PASSAGE PROVIDED:
========================================================================
The group said this is an expansion of their continuing campaign to “expose abortion extremism” and that they would be traveling to Georgia and Arizona next for rallies against others on the #Terrible20 list.

“Most Americans oppose taxpayer funding for abortion on demand, yet Deborah Ross has no problem ignoring her North Carolina constituents to vote in lock-step with the abortion industry,” said Mallory Quigley, SBA List vice president of communications and Women Speak Out national spokeswoman. “If she insists on forcing taxpayers to fund abortion on demand and support barbaric, late abortions without limits, she must and will face the consequences of her extremism at the ballot box.”

The SBA List statement said the campaign began Aug. 23 “with a digital ad and grassroots phone call campaign.”

The campaign’s ad says that Ross and other Washington Democrats “have an extreme abortion agenda” and that they “support painful late-term abortions up to the moment of birth, even at nine months.”
========================================================================
STORED RECORDS:

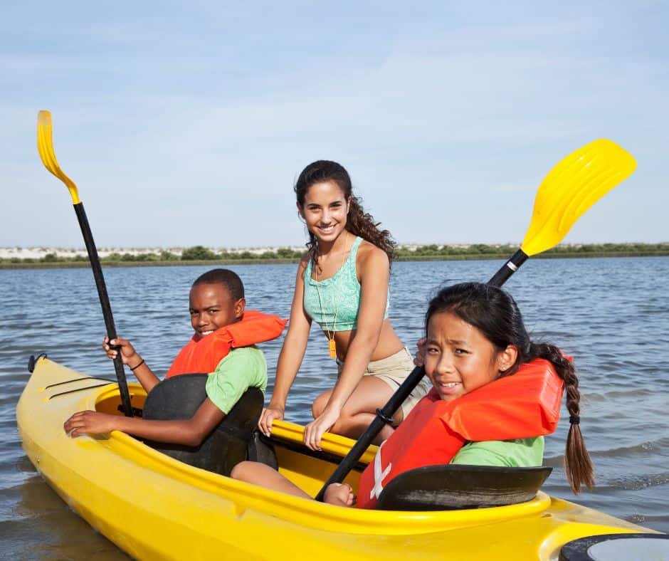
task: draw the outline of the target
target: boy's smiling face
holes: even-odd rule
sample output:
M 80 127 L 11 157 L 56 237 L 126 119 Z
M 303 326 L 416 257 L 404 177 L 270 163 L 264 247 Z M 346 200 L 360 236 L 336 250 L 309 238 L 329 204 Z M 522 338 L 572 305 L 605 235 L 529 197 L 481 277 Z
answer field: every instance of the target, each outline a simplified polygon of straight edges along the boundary
M 197 284 L 191 288 L 189 308 L 196 340 L 238 321 L 244 313 L 244 298 L 233 300 L 221 284 Z

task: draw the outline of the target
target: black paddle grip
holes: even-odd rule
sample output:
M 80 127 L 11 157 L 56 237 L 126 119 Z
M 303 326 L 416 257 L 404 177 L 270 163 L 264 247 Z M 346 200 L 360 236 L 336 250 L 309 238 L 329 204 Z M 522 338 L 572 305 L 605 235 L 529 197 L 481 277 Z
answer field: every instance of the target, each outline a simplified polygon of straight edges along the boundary
M 527 254 L 522 249 L 516 251 L 511 258 L 509 259 L 500 270 L 495 273 L 493 277 L 488 281 L 488 283 L 492 286 L 501 286 L 503 285 L 518 268 L 527 261 Z
M 111 340 L 116 338 L 116 326 L 114 325 L 112 307 L 109 303 L 107 286 L 105 284 L 105 278 L 102 276 L 102 268 L 100 266 L 100 259 L 98 257 L 98 249 L 95 248 L 95 242 L 93 241 L 93 235 L 90 231 L 90 226 L 86 217 L 83 203 L 75 204 L 74 210 L 77 214 L 79 227 L 81 229 L 84 243 L 86 244 L 86 251 L 88 252 L 88 259 L 90 261 L 90 267 L 93 271 L 93 278 L 95 279 L 95 287 L 98 288 L 98 295 L 100 297 L 100 304 L 102 308 L 102 316 L 107 327 L 107 336 Z M 116 358 L 114 359 L 114 369 L 116 371 L 116 379 L 118 380 L 123 413 L 126 416 L 131 417 L 132 416 L 132 407 L 130 405 L 130 394 L 128 392 L 127 381 L 125 379 L 125 371 L 123 369 L 123 360 L 120 352 L 117 353 Z

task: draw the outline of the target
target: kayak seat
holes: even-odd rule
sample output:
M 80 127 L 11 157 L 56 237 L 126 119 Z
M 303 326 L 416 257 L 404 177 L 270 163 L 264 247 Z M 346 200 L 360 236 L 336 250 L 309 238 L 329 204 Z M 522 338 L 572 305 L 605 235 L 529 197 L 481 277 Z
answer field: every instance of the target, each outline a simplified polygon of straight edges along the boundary
M 383 510 L 453 510 L 531 500 L 552 468 L 426 466 L 391 480 L 376 502 Z
M 208 375 L 184 374 L 163 380 L 147 396 L 143 418 L 160 421 L 190 419 L 206 398 Z M 149 440 L 144 443 L 190 466 L 229 476 L 235 466 L 247 458 L 248 444 L 264 402 L 258 388 L 247 389 L 199 446 Z

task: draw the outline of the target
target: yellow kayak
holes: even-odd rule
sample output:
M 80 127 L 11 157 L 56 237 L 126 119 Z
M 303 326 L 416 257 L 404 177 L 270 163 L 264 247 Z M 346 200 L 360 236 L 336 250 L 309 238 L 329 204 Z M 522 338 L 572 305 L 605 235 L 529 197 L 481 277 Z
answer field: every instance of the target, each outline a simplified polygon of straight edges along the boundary
M 130 384 L 130 391 L 133 407 L 142 407 L 144 390 Z M 658 535 L 541 491 L 520 504 L 459 510 L 332 506 L 192 467 L 119 431 L 75 439 L 63 431 L 76 411 L 120 414 L 120 401 L 115 384 L 43 357 L 19 402 L 17 424 L 23 449 L 46 482 L 138 559 L 549 560 L 578 538 Z M 327 458 L 314 458 L 301 447 L 302 431 L 278 422 L 273 439 L 293 443 L 276 449 L 280 471 L 315 496 L 354 441 L 326 434 Z M 361 461 L 375 451 L 371 446 Z M 355 488 L 358 477 L 354 471 L 347 481 Z

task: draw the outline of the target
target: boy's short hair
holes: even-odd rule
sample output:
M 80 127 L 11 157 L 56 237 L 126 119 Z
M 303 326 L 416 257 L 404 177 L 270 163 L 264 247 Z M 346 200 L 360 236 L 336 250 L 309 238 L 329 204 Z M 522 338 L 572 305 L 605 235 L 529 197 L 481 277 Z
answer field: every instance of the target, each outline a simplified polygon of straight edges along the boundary
M 230 269 L 211 269 L 203 273 L 195 279 L 193 286 L 199 284 L 221 284 L 233 300 L 244 298 L 244 285 L 239 276 Z

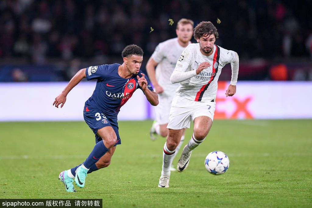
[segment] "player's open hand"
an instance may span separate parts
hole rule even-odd
[[[236,92],[236,85],[230,85],[225,92],[226,97],[233,96]]]
[[[205,69],[207,69],[211,65],[207,61],[200,63],[196,70],[196,73],[198,74]]]
[[[142,89],[145,90],[146,89],[147,86],[147,80],[145,79],[145,75],[143,73],[141,73],[142,76],[140,77],[139,75],[137,75],[137,78],[138,79],[138,83],[140,85]]]
[[[61,108],[65,104],[66,102],[66,95],[63,93],[61,93],[55,98],[55,100],[53,102],[52,105],[55,105],[55,107],[58,108],[58,106],[61,103],[62,104],[61,105]]]
[[[164,91],[163,88],[160,85],[156,85],[154,87],[155,88],[155,92],[156,93],[161,93]]]

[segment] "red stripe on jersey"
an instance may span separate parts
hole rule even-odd
[[[218,48],[217,47],[217,46],[216,46],[216,51],[215,51],[214,54],[213,55],[213,61],[212,63],[212,74],[213,74],[216,72],[216,69],[214,68],[214,63],[216,63],[216,61],[217,60],[217,55],[218,54]],[[218,66],[219,66],[219,65],[218,65]],[[218,67],[217,66],[217,67]],[[212,80],[213,80],[213,78],[214,78],[215,76],[212,76],[210,77],[210,79],[209,80],[208,83],[207,83],[206,85],[204,85],[201,88],[200,88],[200,89],[199,91],[197,92],[197,94],[196,95],[196,97],[195,98],[195,101],[200,101],[199,100],[199,97],[200,96],[200,94],[205,89],[205,88],[206,87],[207,85],[209,85],[210,84],[210,82],[212,81]]]

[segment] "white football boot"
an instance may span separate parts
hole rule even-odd
[[[188,166],[189,163],[190,158],[191,157],[191,154],[192,152],[191,151],[188,153],[185,153],[184,149],[186,148],[187,145],[184,146],[183,148],[183,151],[182,152],[182,154],[178,162],[178,165],[177,166],[177,170],[178,172],[182,172],[185,170]]]
[[[159,188],[169,188],[169,176],[162,176],[159,179],[158,187]]]

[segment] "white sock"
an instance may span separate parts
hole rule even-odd
[[[194,134],[193,133],[192,135],[192,138],[189,141],[188,143],[186,145],[186,148],[183,149],[183,153],[188,153],[197,147],[204,140],[205,140],[204,138],[201,141],[197,140],[194,136]]]
[[[82,163],[82,164],[81,165],[81,167],[82,167],[83,168],[84,168],[86,170],[89,170],[89,169],[90,169],[90,168],[88,169],[84,165],[83,163]]]
[[[70,177],[73,178],[75,177],[73,174],[71,173],[71,171],[70,169],[67,171],[67,175]]]
[[[176,148],[176,152],[174,153],[174,157],[175,157],[177,154],[178,154],[178,152],[179,152],[179,150],[180,148],[181,148],[181,146],[182,146],[182,144],[183,143],[183,142],[184,141],[184,135],[183,135],[181,137],[181,140],[180,141],[180,143],[179,143],[179,144],[178,145],[178,147]]]
[[[158,135],[160,135],[160,126],[159,125],[159,123],[158,122],[156,122],[155,124],[155,131]]]
[[[163,151],[163,169],[161,175],[170,176],[170,167],[172,164],[172,161],[174,158],[175,150],[170,151],[167,148],[167,143],[165,143]]]

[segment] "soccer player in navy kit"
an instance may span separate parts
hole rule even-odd
[[[136,45],[127,46],[122,53],[124,63],[90,66],[78,71],[53,103],[56,108],[64,105],[69,91],[85,77],[97,79],[95,89],[86,101],[83,110],[86,123],[95,135],[96,144],[83,163],[60,173],[66,191],[76,191],[73,182],[80,188],[85,186],[87,173],[107,167],[116,149],[121,143],[117,115],[120,107],[138,88],[154,106],[158,97],[145,75],[140,70],[143,51]]]

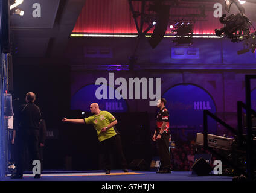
========================================================================
PARTS OF THE EXERCISE:
[1] Answer these from the passage on the SBA List campaign against Deborah Ross:
(a) Which two states did the group say it would travel to next?
(b) On what date did the campaign begin?
(c) What two titles does the passage give for Mallory Quigley?
[2] Continue the passage on the SBA List campaign against Deborah Ross from its last sentence.

ANSWERS BELOW:
[1]
(a) Georgia and Arizona.
(b) Aug. 23.
(c) SBA List vice president of communications and Women Speak Out national spokeswoman.

[2]
The Hyde Amendment, named after a long-term Illinois Republican Congressman, named Henry Hyde, has long been seen as an untouchable compromise in a country deeply divided on the issue of abortion. The current state of that compromise was brought into question; however, when President Joe Biden changed his position and numerous other Democrats said they would fight to overturn it.

“If I believe health care is a right, as I do, I can no longer support an amendment,” Biden said at an Atlanta fundraiser during his campaign, announcing his change in position.